Transcribe all of the material below verbatim, line for line, and omit the image.
***** MATERIALS PROVIDED *****
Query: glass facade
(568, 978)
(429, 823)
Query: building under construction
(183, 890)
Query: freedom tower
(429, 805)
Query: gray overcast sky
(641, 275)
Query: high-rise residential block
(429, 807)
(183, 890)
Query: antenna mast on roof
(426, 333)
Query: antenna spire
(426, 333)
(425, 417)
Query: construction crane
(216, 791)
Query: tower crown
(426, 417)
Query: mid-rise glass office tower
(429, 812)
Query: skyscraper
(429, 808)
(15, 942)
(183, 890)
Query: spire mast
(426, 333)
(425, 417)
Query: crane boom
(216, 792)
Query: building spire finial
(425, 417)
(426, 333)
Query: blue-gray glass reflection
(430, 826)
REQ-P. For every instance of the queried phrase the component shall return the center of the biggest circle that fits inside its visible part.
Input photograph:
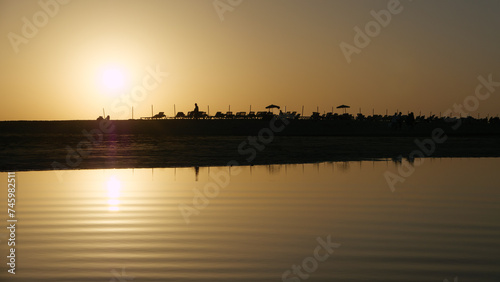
*****
CORRECT RESPONSE
Query: glass facade
(568, 978)
(429, 823)
Query: building under construction
(183, 890)
Query: freedom tower
(429, 805)
Query: gray overcast sky
(641, 275)
Query: high-rise residential block
(429, 807)
(183, 890)
Query: antenna mast on roof
(426, 333)
Query: antenna spire
(426, 333)
(425, 417)
Query: construction crane
(216, 791)
Query: tower crown
(426, 417)
Query: mid-rise glass office tower
(429, 812)
Query: skyscraper
(429, 808)
(15, 942)
(183, 890)
Query: spire mast
(426, 333)
(425, 417)
Query: crane boom
(216, 792)
Query: building spire finial
(425, 417)
(426, 333)
Query: blue-gray glass reflection
(430, 826)
REQ-P. For every instance of the queried phrase the component shall return the center of the biggest circle that fits inside its visible part.
Input photograph:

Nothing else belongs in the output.